_STORED RECORDS_
+++++
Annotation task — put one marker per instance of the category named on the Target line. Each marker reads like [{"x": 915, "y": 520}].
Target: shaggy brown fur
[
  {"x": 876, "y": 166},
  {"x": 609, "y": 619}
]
+++++
Reproduce the lines above word for word, without changing anything.

_EXPECTED ANSWER_
Annotation task — put one marker per instance of the category named on the Target line. Each marker reads like [{"x": 915, "y": 520}].
Target: shaggy brown fur
[
  {"x": 876, "y": 166},
  {"x": 609, "y": 619}
]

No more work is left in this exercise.